### EXTRACT TO READ

>>

EP 770 reporting is currently due to expire on Dec. 31, 2023, but it has already been extended by the STB twice and may be again. Our guess is that instead of constant extensions, consolidating EP 724 and 770 into one permanent and improved data set might be the goal here, hence the RSTAC tasking. For the purposes of this analysis, let’s assume it is. Also note that on Sept. 7, the STB issued a Notice of Proposed Rulemaking on Reciprocal Switching that includes making items 5 and 7 above permanent in terms of ongoing reporting.

RSTAC Adds and Subtractions

RSTAC is proposing two new metrics, which I agree are good ideas:

  1. On-time Originations: percent of on-time departures for scheduled road trains at profiled origin +2 hours.
  2. On-time Arrivals: percent of on-time arrivals for scheduled road trains at profiled destination +2 hours.

In terms of RSTAC recommended eliminations, here’s where I have a problem:

  1. EP 724 Metric 5: Trains Held.
  2. EP 724 Metric 7: Grain Cars Loaded and Billed by State.
  3. EP 724 Metric 9: Coal Loadings, Plan vs. Performance.
  4. EP 724 Metric 10: Grain loadings, Plan vs. Performance.
  5. EP 770 Metric 2: Train Starts.
  6. EP 770 Metric 3: Car Status.

Three of the six proposed deletions—points 2, 3, and 4—I don’t have a problem with, but that leaves three that I would regard as a big mistake to eliminate.

<<

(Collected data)
>>

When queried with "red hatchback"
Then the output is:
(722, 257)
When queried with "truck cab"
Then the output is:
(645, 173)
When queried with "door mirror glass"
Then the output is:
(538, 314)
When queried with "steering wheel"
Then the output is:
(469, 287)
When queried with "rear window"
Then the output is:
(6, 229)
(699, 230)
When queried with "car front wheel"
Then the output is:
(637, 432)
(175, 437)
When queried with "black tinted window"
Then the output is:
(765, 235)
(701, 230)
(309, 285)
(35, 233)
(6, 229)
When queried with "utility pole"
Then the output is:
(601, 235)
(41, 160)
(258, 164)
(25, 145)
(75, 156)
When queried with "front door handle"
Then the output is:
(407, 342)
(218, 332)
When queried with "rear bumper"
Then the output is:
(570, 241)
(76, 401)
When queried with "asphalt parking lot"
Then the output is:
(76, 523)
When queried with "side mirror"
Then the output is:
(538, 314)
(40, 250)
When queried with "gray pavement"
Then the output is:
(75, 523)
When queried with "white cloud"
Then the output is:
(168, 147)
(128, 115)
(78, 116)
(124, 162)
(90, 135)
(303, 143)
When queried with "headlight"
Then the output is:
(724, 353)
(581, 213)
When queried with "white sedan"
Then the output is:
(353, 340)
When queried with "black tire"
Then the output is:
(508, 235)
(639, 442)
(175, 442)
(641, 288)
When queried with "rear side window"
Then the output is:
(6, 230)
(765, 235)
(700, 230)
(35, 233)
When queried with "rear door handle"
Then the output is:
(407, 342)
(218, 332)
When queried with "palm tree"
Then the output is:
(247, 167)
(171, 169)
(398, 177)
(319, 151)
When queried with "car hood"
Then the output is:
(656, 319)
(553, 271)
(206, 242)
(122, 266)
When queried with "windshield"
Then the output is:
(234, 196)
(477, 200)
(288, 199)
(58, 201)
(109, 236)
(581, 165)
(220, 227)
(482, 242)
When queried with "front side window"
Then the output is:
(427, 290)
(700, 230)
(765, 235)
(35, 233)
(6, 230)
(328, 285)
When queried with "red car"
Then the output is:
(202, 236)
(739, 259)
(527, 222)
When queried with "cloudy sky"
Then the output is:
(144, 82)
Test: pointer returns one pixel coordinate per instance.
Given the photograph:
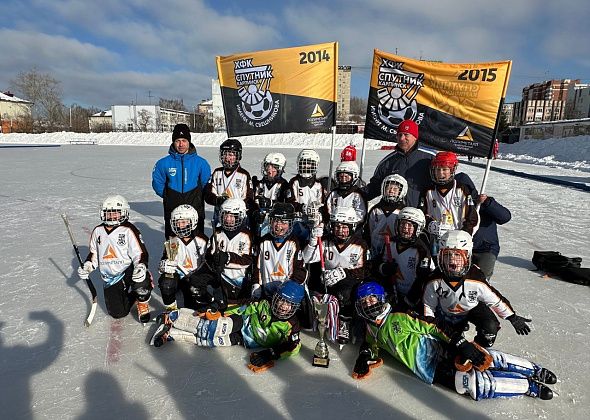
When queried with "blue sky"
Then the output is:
(116, 51)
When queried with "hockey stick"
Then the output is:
(90, 316)
(387, 239)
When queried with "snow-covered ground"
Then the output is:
(54, 367)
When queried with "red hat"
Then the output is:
(408, 126)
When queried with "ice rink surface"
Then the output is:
(53, 367)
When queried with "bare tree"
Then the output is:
(46, 94)
(176, 104)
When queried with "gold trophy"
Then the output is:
(171, 247)
(321, 352)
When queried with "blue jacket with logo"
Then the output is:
(180, 179)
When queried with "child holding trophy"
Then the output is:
(183, 264)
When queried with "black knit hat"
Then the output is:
(181, 131)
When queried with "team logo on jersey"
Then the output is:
(109, 253)
(257, 108)
(412, 263)
(187, 263)
(397, 90)
(279, 271)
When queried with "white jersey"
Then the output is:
(352, 256)
(380, 223)
(113, 252)
(453, 210)
(191, 254)
(353, 199)
(235, 185)
(279, 262)
(305, 195)
(455, 302)
(239, 248)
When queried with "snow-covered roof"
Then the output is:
(107, 113)
(12, 98)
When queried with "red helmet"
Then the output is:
(443, 160)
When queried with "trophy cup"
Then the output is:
(321, 353)
(171, 247)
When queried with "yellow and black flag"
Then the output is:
(280, 91)
(455, 105)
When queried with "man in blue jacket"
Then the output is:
(180, 177)
(406, 160)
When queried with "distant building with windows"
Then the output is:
(545, 101)
(12, 111)
(343, 95)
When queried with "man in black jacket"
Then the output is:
(406, 160)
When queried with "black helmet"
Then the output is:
(230, 145)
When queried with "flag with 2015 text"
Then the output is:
(280, 91)
(456, 106)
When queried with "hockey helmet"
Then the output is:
(394, 188)
(281, 214)
(308, 161)
(443, 160)
(454, 255)
(114, 210)
(370, 300)
(232, 207)
(287, 299)
(349, 168)
(183, 220)
(413, 216)
(275, 159)
(230, 153)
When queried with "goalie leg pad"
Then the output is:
(491, 384)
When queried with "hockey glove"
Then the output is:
(85, 270)
(519, 324)
(139, 273)
(388, 269)
(262, 360)
(331, 277)
(364, 364)
(316, 233)
(468, 351)
(168, 266)
(256, 291)
(220, 260)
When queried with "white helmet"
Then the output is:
(454, 255)
(237, 208)
(391, 196)
(183, 220)
(308, 161)
(114, 210)
(347, 167)
(416, 217)
(347, 216)
(275, 159)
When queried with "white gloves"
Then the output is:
(316, 233)
(331, 277)
(85, 270)
(256, 291)
(168, 266)
(139, 273)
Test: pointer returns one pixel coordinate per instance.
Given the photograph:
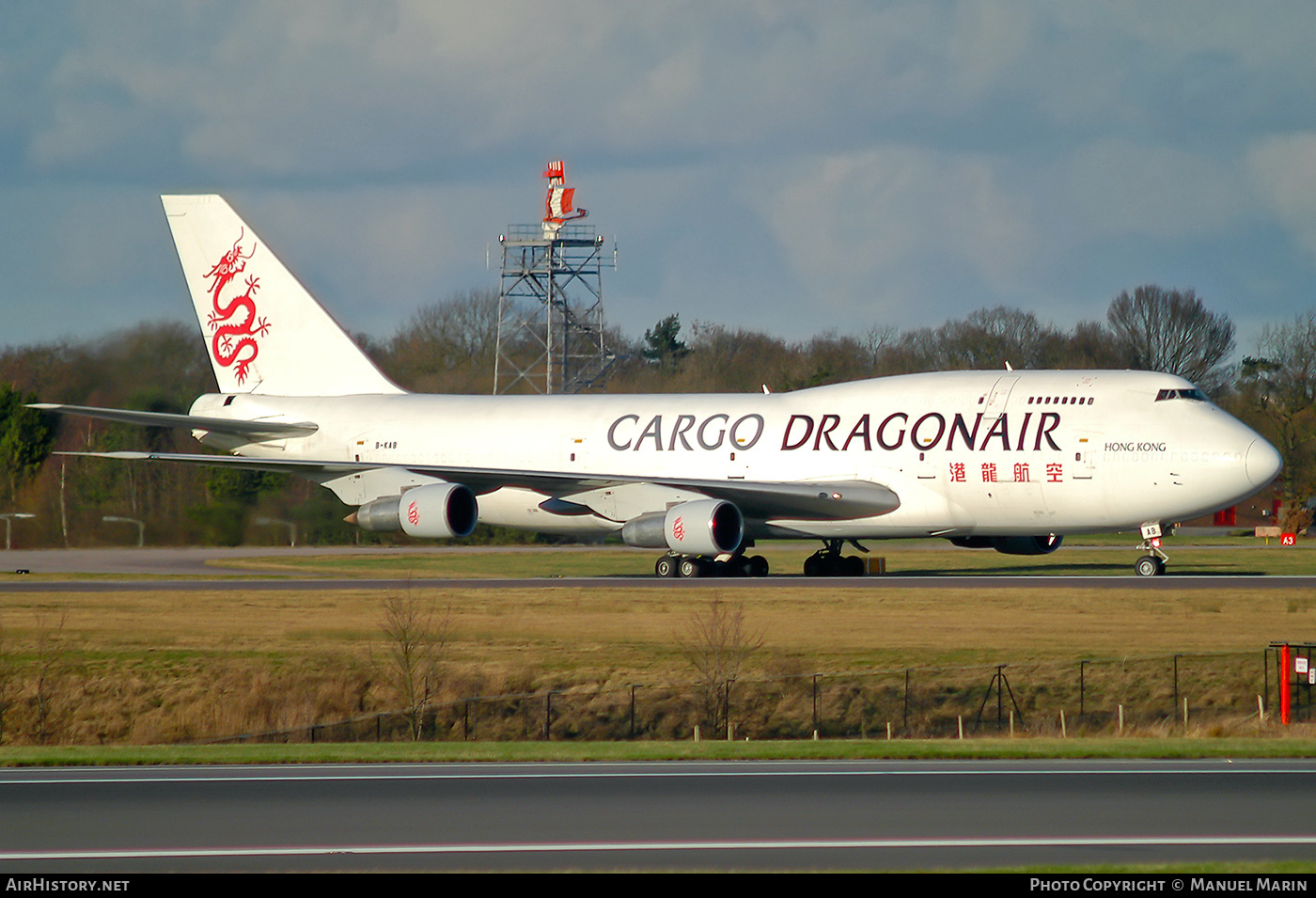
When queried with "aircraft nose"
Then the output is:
(1261, 463)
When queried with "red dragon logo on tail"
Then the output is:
(234, 325)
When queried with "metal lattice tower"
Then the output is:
(550, 302)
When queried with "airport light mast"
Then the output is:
(550, 300)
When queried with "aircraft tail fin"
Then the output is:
(263, 331)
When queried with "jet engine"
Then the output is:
(434, 512)
(1010, 545)
(704, 527)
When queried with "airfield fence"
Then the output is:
(1211, 694)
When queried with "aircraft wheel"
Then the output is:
(1149, 566)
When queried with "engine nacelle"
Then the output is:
(431, 512)
(706, 527)
(1010, 545)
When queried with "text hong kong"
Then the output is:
(831, 432)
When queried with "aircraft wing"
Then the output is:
(252, 430)
(757, 499)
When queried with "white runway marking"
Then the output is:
(311, 851)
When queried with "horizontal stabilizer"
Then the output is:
(257, 431)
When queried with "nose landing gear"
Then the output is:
(1151, 565)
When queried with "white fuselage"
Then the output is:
(967, 453)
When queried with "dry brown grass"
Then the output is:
(148, 667)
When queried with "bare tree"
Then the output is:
(1171, 331)
(415, 638)
(1278, 397)
(719, 644)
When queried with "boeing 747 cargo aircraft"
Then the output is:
(1004, 460)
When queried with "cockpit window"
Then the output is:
(1181, 394)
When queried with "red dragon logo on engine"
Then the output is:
(234, 325)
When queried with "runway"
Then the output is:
(190, 569)
(870, 815)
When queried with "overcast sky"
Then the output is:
(786, 166)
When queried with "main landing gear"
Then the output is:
(1151, 565)
(828, 561)
(734, 565)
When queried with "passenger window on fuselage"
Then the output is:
(1181, 394)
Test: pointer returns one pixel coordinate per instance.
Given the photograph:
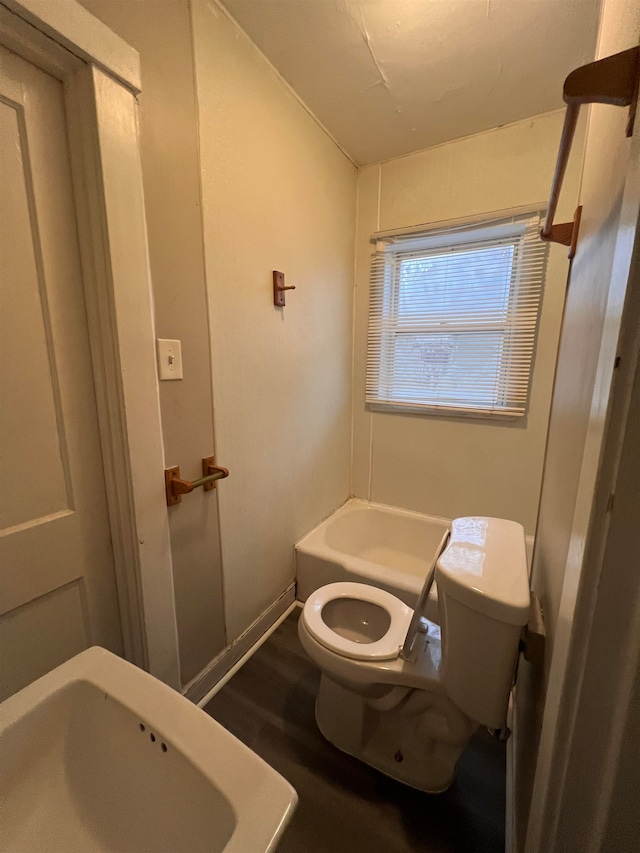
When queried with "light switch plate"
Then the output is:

<<

### STATED PROBLEM
Output the passage on STB rail reporting metrics word for word, beginning at "3. EP 724 Metric" and stopping after "3: Car Status.". None of the records are needed.

### TASK ANSWER
3. EP 724 Metric 9: Coal Loadings, Plan vs. Performance.
  4. EP 724 Metric 10: Grain loadings, Plan vs. Performance.
  5. EP 770 Metric 2: Train Starts.
  6. EP 770 Metric 3: Car Status.